* [Problem requirements]: Go through the data and retrieve each line that includes the string "woman".

(Recorded data)
▬▬▬▬▬▬
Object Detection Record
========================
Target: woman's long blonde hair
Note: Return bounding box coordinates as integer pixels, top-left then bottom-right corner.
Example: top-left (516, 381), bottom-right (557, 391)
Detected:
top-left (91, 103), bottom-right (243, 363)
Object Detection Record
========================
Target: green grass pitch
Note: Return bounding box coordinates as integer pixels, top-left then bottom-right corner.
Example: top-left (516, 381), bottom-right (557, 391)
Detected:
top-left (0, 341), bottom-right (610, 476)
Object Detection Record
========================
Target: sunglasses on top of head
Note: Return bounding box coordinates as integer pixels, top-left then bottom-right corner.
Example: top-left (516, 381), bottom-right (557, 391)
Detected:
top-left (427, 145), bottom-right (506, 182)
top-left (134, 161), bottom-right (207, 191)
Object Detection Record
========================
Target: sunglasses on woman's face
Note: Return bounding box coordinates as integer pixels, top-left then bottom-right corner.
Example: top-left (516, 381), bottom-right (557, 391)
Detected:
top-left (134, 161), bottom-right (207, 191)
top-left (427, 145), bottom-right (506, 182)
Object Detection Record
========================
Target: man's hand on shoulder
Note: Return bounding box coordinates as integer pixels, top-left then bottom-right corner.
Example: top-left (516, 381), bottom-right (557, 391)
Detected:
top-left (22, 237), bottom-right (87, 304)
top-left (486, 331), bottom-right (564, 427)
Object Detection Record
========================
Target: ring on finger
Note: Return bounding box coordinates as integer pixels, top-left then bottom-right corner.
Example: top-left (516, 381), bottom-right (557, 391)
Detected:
▬▬▬▬▬▬
* [Written solution]:
Target: woman's long blonde hair
Target: sunglasses on woman's face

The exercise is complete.